SHORT TASK -> Could you transcribe the records word for word, from the first line through the line containing "column 270, row 459", with both ends included?

SUPPLIED MATERIAL ->
··········

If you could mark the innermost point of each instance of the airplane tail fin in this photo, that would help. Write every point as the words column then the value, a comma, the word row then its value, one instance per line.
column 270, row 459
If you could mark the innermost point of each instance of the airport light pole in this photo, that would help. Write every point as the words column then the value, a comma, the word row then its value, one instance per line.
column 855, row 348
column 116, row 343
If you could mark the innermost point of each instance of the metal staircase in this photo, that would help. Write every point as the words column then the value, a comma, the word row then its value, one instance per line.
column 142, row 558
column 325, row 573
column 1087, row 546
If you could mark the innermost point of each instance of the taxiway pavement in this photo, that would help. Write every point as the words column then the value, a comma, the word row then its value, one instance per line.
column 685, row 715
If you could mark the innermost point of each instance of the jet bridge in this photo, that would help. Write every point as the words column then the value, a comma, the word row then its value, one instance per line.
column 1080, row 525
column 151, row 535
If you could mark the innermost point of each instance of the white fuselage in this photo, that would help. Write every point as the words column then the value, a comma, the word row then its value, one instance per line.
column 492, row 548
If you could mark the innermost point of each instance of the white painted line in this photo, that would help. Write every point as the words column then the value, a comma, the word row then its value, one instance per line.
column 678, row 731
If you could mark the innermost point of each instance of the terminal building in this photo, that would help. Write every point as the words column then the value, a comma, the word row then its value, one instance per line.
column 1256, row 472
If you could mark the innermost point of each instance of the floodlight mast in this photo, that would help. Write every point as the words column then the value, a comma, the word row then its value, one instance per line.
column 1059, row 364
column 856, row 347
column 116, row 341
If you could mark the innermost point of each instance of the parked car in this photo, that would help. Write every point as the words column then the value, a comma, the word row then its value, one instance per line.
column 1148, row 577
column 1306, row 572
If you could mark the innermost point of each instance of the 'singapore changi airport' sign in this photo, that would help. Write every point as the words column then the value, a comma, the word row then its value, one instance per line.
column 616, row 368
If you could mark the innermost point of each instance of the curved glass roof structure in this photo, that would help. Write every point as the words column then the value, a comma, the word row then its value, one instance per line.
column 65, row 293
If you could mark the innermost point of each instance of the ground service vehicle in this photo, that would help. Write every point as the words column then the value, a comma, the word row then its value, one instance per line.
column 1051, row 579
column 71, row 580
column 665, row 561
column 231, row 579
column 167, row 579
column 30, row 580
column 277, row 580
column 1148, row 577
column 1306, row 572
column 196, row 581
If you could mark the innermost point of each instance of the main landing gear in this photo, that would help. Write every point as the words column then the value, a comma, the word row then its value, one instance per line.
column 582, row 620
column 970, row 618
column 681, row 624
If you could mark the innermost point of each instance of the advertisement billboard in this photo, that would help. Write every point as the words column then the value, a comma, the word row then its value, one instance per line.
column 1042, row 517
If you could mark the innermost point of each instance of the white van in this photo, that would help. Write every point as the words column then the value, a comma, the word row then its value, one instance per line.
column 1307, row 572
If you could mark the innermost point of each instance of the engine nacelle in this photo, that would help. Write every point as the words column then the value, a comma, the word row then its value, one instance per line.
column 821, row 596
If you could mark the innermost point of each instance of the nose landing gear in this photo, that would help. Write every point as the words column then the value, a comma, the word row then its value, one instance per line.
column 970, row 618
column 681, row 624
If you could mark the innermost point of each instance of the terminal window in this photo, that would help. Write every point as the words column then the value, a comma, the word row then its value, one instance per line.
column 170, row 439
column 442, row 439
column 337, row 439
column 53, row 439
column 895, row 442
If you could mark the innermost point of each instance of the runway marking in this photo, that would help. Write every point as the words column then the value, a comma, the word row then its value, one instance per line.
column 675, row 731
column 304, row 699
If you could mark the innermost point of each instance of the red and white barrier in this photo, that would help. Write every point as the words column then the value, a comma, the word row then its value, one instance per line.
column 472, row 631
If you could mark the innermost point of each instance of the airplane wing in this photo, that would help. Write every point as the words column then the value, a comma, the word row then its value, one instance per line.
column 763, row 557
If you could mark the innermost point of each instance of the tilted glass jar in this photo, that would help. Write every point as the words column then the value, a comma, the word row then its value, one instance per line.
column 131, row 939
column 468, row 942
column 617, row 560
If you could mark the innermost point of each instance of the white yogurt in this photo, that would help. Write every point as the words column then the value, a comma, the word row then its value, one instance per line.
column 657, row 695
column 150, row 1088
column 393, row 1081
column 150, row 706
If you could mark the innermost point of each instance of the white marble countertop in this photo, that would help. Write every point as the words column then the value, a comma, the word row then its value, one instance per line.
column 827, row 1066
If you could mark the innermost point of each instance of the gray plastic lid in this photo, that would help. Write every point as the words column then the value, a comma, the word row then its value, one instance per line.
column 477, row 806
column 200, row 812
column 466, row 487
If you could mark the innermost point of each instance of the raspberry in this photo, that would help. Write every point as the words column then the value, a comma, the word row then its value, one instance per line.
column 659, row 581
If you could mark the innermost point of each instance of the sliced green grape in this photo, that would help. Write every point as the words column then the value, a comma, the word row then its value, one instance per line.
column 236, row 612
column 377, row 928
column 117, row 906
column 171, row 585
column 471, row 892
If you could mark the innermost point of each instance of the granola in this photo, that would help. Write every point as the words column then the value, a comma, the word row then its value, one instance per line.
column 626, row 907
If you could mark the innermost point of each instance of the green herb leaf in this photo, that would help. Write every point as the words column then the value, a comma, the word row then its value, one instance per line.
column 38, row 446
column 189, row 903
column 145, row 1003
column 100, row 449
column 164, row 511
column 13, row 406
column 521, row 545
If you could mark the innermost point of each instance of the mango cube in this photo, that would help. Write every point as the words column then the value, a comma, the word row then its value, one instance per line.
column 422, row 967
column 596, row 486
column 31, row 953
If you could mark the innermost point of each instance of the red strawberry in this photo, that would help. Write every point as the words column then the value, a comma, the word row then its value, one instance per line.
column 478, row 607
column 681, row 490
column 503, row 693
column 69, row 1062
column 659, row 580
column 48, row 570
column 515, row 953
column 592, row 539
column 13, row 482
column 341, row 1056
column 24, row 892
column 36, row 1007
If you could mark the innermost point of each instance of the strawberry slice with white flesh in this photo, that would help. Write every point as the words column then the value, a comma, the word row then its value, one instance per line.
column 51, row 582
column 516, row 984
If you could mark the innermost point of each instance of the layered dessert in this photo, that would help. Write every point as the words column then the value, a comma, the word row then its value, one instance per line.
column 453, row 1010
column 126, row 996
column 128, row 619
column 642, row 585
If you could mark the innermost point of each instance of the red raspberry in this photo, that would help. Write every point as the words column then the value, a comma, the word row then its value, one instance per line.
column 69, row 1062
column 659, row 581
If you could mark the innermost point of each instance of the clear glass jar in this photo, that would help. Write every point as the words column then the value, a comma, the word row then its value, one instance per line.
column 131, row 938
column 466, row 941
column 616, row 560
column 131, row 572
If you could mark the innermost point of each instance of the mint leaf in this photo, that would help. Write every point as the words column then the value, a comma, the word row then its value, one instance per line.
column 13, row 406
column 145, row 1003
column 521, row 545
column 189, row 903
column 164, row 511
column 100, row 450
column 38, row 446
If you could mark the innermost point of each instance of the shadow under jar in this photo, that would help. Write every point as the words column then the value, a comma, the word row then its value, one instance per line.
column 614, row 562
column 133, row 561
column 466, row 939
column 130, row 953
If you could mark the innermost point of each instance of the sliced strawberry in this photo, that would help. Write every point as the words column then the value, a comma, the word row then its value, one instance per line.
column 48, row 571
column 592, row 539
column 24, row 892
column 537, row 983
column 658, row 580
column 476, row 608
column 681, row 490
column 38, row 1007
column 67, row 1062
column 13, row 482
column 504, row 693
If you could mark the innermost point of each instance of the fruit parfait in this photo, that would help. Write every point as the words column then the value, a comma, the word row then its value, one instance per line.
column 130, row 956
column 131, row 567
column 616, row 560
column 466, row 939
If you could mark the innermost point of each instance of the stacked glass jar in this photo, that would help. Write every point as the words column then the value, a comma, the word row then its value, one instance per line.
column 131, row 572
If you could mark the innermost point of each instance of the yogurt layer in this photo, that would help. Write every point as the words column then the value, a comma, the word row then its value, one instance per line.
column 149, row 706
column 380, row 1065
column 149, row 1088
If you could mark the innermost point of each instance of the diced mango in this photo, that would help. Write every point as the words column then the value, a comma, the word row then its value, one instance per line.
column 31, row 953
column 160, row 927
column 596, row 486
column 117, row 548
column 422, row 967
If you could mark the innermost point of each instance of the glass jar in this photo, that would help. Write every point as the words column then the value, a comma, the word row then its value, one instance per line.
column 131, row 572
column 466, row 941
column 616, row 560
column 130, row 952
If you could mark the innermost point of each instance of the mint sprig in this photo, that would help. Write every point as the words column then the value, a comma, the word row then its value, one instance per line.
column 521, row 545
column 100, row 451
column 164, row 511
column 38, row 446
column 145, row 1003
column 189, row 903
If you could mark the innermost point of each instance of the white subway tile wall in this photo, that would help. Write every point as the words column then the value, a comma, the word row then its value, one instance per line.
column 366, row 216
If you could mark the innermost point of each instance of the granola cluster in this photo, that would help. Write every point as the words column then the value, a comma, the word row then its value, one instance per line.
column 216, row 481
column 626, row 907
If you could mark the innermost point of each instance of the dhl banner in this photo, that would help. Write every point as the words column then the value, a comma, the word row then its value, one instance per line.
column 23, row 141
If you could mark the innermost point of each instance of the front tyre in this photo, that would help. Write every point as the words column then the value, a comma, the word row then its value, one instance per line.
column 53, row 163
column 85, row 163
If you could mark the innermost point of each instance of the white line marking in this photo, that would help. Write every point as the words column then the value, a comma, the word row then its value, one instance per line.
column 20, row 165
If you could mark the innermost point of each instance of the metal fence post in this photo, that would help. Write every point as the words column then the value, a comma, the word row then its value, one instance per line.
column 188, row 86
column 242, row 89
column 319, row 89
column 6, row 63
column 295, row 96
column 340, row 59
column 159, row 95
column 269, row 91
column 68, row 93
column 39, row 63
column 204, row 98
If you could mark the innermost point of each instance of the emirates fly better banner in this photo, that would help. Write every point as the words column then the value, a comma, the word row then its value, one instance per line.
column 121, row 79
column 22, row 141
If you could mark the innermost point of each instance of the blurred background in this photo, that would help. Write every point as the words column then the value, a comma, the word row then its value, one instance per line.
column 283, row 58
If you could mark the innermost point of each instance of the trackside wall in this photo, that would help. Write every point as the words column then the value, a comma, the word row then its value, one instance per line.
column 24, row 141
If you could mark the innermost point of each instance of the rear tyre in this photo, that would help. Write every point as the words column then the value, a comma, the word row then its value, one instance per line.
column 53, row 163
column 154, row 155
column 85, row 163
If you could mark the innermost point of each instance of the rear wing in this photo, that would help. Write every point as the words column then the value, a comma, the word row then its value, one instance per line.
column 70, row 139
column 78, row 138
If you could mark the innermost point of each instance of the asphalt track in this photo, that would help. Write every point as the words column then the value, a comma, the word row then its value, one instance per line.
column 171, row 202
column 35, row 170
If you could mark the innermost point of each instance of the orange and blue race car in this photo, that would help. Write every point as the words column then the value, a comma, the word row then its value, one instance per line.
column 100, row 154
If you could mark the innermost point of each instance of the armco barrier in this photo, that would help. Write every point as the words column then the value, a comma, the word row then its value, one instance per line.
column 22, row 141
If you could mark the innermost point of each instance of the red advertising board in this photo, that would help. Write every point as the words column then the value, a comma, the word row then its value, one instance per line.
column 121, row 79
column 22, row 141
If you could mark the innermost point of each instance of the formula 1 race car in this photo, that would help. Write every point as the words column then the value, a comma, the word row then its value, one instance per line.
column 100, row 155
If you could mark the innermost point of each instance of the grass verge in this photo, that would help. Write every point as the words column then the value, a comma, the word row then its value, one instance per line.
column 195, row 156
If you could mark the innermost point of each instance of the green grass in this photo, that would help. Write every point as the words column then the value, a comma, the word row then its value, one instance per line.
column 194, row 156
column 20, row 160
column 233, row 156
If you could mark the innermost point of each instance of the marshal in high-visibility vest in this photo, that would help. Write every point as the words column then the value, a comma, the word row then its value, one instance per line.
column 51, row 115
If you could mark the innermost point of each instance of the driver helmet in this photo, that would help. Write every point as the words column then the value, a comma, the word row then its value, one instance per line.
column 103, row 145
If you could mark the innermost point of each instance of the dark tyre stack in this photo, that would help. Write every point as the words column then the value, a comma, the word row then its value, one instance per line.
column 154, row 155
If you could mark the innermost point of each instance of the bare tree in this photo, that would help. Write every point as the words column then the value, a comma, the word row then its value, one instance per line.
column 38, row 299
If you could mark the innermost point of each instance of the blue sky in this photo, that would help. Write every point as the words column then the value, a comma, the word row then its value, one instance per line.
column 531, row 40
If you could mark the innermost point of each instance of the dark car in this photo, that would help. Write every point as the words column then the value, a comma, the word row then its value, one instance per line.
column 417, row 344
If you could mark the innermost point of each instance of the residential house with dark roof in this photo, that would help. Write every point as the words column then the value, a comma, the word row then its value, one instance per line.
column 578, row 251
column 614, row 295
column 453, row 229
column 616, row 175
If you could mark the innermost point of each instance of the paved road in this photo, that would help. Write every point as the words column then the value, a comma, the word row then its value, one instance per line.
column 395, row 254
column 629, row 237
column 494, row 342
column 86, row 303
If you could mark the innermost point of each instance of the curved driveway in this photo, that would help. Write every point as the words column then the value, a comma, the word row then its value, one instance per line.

··········

THE ANSWER ->
If you could mark the innermost point of each instance of the airplane tail fin in this photo, that would help. Write every point as the words column then the value, a comma, the word row then its value, one instance per line.
column 270, row 459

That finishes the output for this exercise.